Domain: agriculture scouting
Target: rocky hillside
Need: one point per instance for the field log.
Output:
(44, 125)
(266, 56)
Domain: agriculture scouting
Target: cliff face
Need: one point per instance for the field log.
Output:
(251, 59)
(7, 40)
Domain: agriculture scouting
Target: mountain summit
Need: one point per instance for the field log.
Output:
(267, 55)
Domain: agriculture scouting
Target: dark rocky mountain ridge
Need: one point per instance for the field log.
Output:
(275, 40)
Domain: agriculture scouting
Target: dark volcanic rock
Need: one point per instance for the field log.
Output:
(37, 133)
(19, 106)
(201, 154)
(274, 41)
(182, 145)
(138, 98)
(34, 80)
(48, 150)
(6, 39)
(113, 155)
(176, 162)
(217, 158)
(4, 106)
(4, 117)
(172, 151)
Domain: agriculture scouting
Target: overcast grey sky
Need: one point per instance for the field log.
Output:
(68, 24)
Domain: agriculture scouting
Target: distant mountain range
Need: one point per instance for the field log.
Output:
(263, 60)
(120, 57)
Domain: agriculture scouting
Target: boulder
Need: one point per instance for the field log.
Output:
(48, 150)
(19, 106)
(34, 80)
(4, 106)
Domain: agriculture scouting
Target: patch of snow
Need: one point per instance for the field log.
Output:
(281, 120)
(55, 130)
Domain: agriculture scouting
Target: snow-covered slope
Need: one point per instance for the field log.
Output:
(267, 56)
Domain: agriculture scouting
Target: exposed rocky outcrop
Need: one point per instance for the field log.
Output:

※

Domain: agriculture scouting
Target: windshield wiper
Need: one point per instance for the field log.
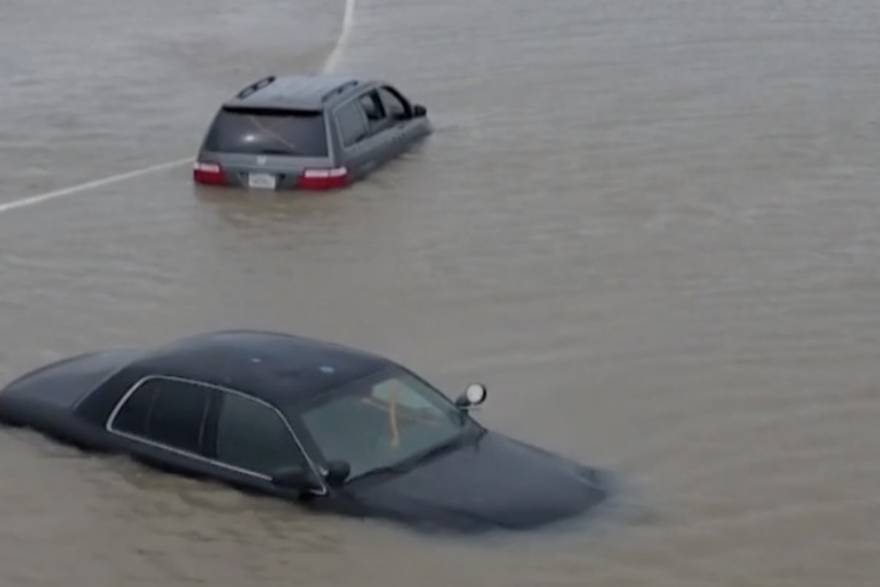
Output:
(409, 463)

※

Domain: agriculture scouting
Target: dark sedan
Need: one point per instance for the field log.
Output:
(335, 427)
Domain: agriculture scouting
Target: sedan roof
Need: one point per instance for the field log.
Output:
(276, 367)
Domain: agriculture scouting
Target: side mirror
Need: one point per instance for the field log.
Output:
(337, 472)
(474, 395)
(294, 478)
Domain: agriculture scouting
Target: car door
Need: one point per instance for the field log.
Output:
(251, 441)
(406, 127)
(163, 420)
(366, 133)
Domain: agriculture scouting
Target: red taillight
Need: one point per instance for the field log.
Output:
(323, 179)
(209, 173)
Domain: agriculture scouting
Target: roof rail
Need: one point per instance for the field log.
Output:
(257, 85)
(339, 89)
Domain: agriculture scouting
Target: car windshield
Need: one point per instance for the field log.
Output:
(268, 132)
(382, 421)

※

* _Given task_: Pick out each line above that contains the word "dark" and copy those lines out in full. Uppercase and lowercase count as different, so only an exact case match qualifies.

* _Solution_:
Target: dark rocky mountain ridge
Target: dark volcanic rock
Target: dark sedan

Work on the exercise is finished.